» **WHAT THIS TASK INVOLVES**: Every record must be restated exactly as written.

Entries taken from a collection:
####
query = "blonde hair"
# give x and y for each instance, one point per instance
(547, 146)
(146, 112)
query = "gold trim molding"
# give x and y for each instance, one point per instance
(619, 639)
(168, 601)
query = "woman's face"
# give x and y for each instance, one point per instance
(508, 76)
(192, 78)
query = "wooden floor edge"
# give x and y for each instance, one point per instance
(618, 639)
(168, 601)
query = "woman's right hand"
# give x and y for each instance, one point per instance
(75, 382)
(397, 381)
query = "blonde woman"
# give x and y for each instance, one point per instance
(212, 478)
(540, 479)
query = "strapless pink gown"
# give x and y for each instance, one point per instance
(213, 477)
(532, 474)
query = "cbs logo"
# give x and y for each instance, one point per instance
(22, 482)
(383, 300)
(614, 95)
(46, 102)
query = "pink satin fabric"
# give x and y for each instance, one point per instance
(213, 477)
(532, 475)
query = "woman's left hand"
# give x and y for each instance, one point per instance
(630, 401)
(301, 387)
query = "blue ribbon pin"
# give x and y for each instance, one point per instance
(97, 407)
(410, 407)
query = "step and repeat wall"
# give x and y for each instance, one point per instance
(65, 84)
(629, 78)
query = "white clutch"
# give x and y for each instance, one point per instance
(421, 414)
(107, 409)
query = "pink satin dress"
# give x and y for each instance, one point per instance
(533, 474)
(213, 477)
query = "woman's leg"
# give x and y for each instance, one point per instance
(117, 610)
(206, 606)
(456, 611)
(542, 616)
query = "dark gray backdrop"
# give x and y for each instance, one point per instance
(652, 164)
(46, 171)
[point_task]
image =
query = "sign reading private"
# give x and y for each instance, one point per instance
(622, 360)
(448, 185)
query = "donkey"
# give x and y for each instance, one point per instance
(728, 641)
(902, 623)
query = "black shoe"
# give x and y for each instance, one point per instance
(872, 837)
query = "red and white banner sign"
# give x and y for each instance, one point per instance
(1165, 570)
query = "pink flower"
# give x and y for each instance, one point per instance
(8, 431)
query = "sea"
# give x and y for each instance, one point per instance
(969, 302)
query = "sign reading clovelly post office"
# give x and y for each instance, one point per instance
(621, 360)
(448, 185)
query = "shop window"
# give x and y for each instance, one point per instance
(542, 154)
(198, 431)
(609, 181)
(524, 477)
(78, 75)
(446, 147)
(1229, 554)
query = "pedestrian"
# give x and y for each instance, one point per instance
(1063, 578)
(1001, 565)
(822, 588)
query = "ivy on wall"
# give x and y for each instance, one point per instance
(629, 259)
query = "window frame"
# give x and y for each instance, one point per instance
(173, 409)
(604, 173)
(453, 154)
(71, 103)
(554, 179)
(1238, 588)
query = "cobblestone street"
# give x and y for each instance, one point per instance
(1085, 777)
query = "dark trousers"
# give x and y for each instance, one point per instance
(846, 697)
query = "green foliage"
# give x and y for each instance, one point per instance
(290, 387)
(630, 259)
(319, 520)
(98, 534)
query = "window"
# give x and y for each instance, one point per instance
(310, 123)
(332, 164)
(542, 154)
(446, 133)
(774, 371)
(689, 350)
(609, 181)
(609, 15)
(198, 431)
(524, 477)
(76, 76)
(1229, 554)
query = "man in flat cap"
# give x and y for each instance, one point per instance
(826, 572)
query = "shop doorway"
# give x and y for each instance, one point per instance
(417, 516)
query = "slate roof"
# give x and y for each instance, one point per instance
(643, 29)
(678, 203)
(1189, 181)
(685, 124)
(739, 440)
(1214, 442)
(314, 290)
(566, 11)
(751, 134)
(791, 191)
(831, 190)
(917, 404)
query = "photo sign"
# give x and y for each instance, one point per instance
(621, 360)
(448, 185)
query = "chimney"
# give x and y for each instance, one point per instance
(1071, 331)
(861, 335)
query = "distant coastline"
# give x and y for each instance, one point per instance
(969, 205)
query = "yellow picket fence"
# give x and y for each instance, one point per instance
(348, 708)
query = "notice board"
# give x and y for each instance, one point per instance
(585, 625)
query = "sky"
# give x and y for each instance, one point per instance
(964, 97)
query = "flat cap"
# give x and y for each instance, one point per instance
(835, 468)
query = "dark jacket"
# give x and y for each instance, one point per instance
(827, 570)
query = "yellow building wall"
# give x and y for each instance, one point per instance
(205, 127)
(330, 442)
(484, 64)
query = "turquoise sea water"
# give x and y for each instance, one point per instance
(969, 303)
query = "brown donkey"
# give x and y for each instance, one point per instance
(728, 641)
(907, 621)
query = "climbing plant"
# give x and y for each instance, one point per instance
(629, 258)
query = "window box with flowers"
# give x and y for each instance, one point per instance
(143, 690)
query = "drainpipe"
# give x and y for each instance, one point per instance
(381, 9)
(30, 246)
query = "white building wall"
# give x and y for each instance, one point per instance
####
» **RESPONSE TO THIS TASK**:
query = "blonde hair"
# give x and y for each instance, one point per instance
(547, 146)
(146, 112)
query = "gold trim molding"
# give x and y for each instance, one point per instance
(619, 639)
(168, 601)
query = "woman's face"
# give x and y for each instance, one point per instance
(508, 76)
(192, 78)
query = "wooden floor edge"
# give x and y for each instance, one point per instance
(618, 639)
(168, 601)
query = "woman's right hand"
# give x and y for each instance, one point per instance
(75, 382)
(397, 381)
query = "blonde woman"
# give x and y for each instance, one point per instance
(212, 478)
(540, 479)
query = "strapless pink gown"
# give x and y for each instance, one point per instance
(213, 477)
(532, 474)
query = "cbs logo"
# give x and y for each instance, one point per instance
(22, 482)
(383, 300)
(614, 95)
(46, 102)
query = "pink satin fabric"
# give x and y for each instance, one point per instance
(213, 477)
(532, 475)
query = "woman's left hand"
# give x and y for each instance, one point per instance
(630, 401)
(301, 387)
query = "blue ribbon pin"
# give x and y for each instance, one point per instance
(97, 407)
(410, 407)
query = "step and repeat wall"
# give x and y for each instance, one point per instance
(65, 84)
(629, 78)
query = "white clutch"
# give x and y for each instance, one point per instance
(421, 414)
(107, 409)
query = "pink satin dress"
# give x and y for each instance, one point per instance
(533, 474)
(213, 477)
query = "woman's leg"
# give x and y for each instance, one point per instance
(117, 610)
(206, 606)
(456, 611)
(542, 616)
query = "dark gray backdrop"
# give x and y for each instance, one point per instance
(652, 164)
(46, 171)
[point_task]
image =
query = "sign reading private"
# give x and y for each instance, one point per instance
(622, 360)
(448, 185)
query = "donkey"
# give x and y for each instance, one point per instance
(728, 641)
(902, 623)
query = "black shoe"
# give x and y for each instance, one point per instance
(872, 837)
query = "red and white banner sign"
# give x and y for each instance, one point per instance
(1165, 570)
query = "pink flower"
# give x and y for each instance, one point per instance
(8, 431)
query = "sea"
# give x and y for each instance, one point per instance
(969, 302)
query = "sign reading clovelly post office"
# give x and y for each instance, one point per instance
(621, 360)
(448, 185)
query = "shop window"
# give x and y for each instance, one point per instance
(542, 154)
(198, 431)
(609, 181)
(524, 477)
(78, 75)
(446, 147)
(1229, 554)
query = "pedestrian"
# give x and y for each instance, one point per instance
(1063, 578)
(1001, 565)
(822, 588)
query = "ivy on wall"
# give x and y for each instance, one point per instance
(629, 259)
query = "window frame"
# give x and y for each instance, one point per instance
(173, 409)
(604, 173)
(453, 154)
(71, 103)
(554, 179)
(1238, 588)
query = "cobblestone street"
# give x and y for each instance, one point per instance
(1085, 777)
query = "dark trousers"
# give x and y for each instance, one point per instance
(846, 697)
query = "green foliage"
# give x and y for each instance, one point per instance
(290, 387)
(630, 259)
(319, 520)
(98, 534)
query = "window"
# give x and y for each instance, one point per instance
(310, 123)
(332, 164)
(542, 154)
(446, 133)
(774, 371)
(689, 350)
(609, 181)
(609, 15)
(198, 431)
(524, 477)
(76, 76)
(1229, 554)
query = "man in flat cap"
# give x and y for each instance, one point per instance
(826, 572)
query = "shop doorway"
# give x and y for each instance, one point per instance
(417, 516)
query = "slate roof"
# give x and y for each instance, one point per instance
(643, 29)
(678, 203)
(1189, 181)
(685, 124)
(739, 440)
(1214, 442)
(314, 290)
(566, 11)
(751, 134)
(791, 191)
(831, 190)
(917, 404)
query = "photo sign"
# give x and y for each instance, one point per instance
(621, 360)
(448, 185)
query = "chimney"
# give x and y for each instance, one point per instance
(1071, 331)
(861, 335)
query = "distant coastline"
# give x and y for each instance, one point per instance
(969, 205)
query = "yellow picket fence"
# give x and y for each instance, one point per instance
(348, 708)
query = "notice board"
# give x and y for each instance, one point per instance
(585, 625)
query = "sky"
# give x and y for each instance, one point per instance
(964, 97)
query = "flat cap"
# give x and y for each instance, one point per instance
(835, 468)
query = "dark jacket"
# give x and y for each instance, one point per instance
(827, 570)
query = "yellow building wall"
# give x and y for each instance, one point per instance
(205, 127)
(330, 442)
(484, 64)
query = "turquoise sea water"
# give x and y for each instance, one point per instance
(969, 303)
query = "brown donkey"
# give x and y for each instance, one point per instance
(728, 641)
(907, 621)
query = "climbing plant"
# give x and y for each instance, one point per instance
(629, 258)
query = "window box with flowers"
# give x and y for each instance, one point per instance
(143, 690)
query = "drainpipe"
# give x and y for each instance, one point per instance
(381, 9)
(30, 246)
query = "white building wall"
# give x and y for each instance, one point per instance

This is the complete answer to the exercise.